#### Your objective
Repeat every record below exactly as written.

Items from a dataset

::::

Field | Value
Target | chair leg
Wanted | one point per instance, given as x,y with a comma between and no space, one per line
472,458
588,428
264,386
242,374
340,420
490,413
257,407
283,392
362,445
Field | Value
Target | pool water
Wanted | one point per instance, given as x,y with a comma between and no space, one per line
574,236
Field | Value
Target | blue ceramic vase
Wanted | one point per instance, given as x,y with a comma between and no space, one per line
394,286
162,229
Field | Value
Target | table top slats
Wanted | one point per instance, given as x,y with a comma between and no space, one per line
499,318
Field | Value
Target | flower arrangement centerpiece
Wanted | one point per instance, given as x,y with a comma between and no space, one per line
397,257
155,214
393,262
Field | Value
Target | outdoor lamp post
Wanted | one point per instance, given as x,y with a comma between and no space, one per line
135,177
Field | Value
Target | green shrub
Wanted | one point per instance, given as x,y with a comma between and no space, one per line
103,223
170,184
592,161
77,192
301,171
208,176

::::

#### Exercise result
Field | Value
Target | chair leg
Wanted | one point per instance, given as x,y with a comma between and no space, one per line
472,458
588,428
264,386
242,374
340,420
490,413
257,407
283,392
362,445
Field | Value
Target | pool water
Wanted | one point per instance, given as x,y with a comma between and no space, one per line
574,236
Field | Value
Target | blue ceramic vase
Wanted | one point per instance, given as x,y with a comma between and no space, one per line
394,286
162,229
Field | Value
Target | table top slats
Wanted | one point per instance, given as x,y with a comma between and no space, one per line
499,318
Field | Value
Target | flower arrangement centerpiece
Wanted | one point per instance, given as x,y with a comma between and no space, one per line
397,257
155,214
393,262
Field | Value
Target | outdoor lamp post
Wanted | one point per instance, given as x,y with a comma between and no space, one per line
135,177
Field | Value
Target | green shrub
Wanted | one point per instance, given as x,y with a comma between and no space, one per line
103,223
170,184
592,161
77,192
301,171
208,176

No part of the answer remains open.